Records:
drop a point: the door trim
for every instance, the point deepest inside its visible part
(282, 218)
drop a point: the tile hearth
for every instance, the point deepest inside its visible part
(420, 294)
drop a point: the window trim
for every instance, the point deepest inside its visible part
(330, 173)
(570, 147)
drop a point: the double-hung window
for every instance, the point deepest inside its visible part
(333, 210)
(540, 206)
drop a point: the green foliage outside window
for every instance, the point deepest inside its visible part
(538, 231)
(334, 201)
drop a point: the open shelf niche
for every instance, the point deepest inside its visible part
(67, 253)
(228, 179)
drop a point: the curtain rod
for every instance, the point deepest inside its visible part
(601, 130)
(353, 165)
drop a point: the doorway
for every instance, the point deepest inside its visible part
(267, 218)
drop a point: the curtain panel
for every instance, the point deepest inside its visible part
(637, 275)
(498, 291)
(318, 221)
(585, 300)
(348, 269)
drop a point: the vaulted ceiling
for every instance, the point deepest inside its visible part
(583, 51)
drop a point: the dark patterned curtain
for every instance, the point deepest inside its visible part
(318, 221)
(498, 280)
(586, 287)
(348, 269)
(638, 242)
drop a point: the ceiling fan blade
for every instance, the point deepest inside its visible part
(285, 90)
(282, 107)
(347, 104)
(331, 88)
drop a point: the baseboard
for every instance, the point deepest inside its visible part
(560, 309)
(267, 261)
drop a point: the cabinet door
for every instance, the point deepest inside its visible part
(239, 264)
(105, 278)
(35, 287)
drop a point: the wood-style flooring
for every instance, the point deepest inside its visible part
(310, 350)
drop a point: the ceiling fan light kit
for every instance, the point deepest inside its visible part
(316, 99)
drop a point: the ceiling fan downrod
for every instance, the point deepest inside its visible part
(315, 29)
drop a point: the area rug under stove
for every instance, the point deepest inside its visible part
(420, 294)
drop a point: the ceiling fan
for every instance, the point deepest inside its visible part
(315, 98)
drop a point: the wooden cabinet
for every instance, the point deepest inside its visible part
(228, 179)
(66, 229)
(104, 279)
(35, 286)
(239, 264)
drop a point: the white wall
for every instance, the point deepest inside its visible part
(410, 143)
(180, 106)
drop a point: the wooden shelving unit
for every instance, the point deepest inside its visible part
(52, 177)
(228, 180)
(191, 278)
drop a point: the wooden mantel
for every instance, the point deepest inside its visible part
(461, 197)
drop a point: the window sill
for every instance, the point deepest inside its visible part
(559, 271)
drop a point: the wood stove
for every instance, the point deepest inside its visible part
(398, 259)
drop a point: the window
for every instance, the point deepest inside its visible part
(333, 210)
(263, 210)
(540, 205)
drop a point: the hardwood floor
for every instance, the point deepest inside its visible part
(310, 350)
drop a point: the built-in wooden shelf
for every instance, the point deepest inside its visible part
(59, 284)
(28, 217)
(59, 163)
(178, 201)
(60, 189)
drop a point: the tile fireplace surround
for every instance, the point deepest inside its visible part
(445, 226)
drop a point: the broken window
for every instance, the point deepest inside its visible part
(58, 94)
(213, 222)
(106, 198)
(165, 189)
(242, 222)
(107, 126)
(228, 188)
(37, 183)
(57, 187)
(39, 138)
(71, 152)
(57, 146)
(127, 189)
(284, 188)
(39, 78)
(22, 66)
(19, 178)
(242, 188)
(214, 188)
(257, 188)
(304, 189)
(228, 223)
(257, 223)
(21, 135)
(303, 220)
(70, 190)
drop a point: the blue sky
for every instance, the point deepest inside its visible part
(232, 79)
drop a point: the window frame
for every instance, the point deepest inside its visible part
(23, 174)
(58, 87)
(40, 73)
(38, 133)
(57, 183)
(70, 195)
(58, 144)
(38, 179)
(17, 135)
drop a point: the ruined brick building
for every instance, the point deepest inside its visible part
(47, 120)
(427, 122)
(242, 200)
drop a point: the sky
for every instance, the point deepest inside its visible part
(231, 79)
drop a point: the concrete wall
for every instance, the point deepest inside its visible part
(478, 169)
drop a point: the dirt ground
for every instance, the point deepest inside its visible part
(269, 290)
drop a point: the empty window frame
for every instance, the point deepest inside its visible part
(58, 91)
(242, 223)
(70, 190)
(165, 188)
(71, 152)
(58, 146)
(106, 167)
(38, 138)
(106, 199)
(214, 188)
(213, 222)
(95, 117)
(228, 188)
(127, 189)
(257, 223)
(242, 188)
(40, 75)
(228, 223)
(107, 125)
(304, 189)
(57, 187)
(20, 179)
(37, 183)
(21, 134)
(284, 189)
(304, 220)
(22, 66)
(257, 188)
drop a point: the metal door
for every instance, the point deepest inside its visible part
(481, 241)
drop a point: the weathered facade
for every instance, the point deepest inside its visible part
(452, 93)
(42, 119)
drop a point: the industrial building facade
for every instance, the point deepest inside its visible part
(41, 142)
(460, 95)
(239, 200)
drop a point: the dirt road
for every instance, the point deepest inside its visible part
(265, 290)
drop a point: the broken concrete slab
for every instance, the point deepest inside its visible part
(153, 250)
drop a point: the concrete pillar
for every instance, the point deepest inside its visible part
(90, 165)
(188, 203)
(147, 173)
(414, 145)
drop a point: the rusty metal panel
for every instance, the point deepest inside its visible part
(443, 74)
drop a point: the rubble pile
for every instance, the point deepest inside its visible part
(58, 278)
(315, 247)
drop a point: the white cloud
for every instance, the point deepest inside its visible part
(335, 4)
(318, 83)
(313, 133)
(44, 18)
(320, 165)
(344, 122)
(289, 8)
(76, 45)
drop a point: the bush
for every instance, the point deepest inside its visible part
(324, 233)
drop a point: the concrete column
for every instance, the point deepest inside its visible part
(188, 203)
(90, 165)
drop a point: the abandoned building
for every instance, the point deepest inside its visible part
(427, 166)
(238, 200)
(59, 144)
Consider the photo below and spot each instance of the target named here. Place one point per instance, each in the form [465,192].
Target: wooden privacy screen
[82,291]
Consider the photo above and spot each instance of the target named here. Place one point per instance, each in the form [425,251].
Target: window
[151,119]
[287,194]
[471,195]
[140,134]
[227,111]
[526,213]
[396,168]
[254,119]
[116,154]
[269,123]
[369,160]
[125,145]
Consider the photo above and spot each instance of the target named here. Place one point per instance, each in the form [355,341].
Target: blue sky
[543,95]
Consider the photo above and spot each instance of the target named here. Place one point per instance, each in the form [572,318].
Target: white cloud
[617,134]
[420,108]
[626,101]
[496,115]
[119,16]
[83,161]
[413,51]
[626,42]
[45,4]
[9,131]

---

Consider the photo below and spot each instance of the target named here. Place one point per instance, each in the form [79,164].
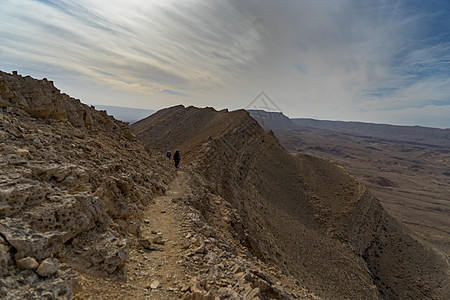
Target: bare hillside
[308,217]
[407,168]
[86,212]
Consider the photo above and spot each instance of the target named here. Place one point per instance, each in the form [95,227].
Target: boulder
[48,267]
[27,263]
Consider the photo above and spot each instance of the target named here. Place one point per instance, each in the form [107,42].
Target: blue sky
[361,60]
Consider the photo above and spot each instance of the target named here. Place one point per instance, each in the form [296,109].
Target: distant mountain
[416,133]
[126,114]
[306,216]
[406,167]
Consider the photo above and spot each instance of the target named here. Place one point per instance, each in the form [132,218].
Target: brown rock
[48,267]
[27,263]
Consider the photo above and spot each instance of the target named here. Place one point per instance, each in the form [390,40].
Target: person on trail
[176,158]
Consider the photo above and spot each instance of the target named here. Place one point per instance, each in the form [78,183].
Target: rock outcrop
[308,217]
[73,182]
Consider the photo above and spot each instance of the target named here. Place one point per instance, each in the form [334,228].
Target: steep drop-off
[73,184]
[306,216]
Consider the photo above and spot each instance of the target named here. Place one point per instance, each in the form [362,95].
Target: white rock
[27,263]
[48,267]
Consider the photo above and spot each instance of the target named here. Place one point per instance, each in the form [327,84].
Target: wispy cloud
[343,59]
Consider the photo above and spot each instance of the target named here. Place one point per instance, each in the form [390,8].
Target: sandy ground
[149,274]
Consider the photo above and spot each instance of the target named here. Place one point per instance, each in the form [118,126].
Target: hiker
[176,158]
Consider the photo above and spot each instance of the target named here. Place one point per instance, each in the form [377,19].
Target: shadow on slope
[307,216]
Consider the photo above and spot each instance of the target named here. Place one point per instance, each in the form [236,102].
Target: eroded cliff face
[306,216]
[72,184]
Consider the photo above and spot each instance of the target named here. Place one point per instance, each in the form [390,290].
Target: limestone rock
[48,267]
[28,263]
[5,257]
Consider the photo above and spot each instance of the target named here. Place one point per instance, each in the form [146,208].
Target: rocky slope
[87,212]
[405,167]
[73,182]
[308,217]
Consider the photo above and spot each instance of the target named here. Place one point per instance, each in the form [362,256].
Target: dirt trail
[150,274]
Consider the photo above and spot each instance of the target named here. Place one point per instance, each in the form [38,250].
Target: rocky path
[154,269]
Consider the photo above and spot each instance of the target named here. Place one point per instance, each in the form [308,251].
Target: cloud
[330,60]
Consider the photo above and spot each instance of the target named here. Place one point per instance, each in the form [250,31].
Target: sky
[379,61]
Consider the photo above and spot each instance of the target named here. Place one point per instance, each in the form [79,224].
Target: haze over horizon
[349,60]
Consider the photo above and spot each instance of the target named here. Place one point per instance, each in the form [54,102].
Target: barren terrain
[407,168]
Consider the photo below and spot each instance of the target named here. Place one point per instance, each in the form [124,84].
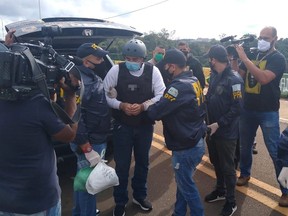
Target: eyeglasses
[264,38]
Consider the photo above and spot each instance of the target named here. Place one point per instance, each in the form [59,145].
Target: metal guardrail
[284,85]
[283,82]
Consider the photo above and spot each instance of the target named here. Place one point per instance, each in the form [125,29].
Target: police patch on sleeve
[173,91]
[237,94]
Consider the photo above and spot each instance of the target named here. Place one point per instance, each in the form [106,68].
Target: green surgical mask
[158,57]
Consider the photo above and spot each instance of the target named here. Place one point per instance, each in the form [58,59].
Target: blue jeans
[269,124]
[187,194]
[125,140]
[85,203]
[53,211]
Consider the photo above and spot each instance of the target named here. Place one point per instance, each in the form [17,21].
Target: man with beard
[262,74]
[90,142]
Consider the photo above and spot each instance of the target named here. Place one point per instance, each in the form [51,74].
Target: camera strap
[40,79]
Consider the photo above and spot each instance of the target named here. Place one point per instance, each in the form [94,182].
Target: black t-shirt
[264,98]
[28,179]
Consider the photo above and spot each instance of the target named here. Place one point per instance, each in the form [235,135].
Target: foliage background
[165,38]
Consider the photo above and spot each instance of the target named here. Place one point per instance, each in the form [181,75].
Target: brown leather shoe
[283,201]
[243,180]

What the task requires: Give back the records above exactly, limited to the lines between the one holding "drop a point: the door trim" and the one holding "drop a point: the cabinet door", inclusive.

Solution:
drop a point: the door trim
for every instance, the point deepest inside its visible part
(282, 218)
drop a point: the tile hearth
for every instance, the point deepest inside its visible part
(420, 294)
drop a point: the window trim
for every instance, the point deepest inside its visible part
(330, 173)
(570, 147)
drop a point: the double-hung window
for every instance, the point deepest inside its visible part
(333, 210)
(540, 206)
drop a point: the green foliage outside window
for every instance, the point deepest inside its visible part
(538, 231)
(334, 201)
drop a point: the open shelf niche
for every instance, the point deepest inside its visible part
(67, 253)
(228, 179)
drop a point: the curtain rod
for every instance, the point deepest inside its visible part
(601, 130)
(353, 165)
drop a point: the doorway
for every instance, the point deepest inside its visible part
(267, 218)
drop a point: the curtain panel
for every instance, the point deepest inside its visible part
(637, 275)
(498, 291)
(318, 221)
(585, 300)
(348, 269)
drop a point: the vaulted ceiling
for every instance, the point deepest inside its visible part
(583, 51)
drop a point: the dark patterned curtain
for every instance, the point deepest inside its visible part
(318, 221)
(498, 280)
(586, 287)
(348, 269)
(638, 242)
drop a point: the ceiling fan blade
for every instance, the point deepest inside its visible part
(285, 90)
(282, 107)
(347, 104)
(331, 88)
drop a point: the baseboard
for every instance, the point deepest inside its visible part
(560, 309)
(267, 261)
drop a point: the cabinet door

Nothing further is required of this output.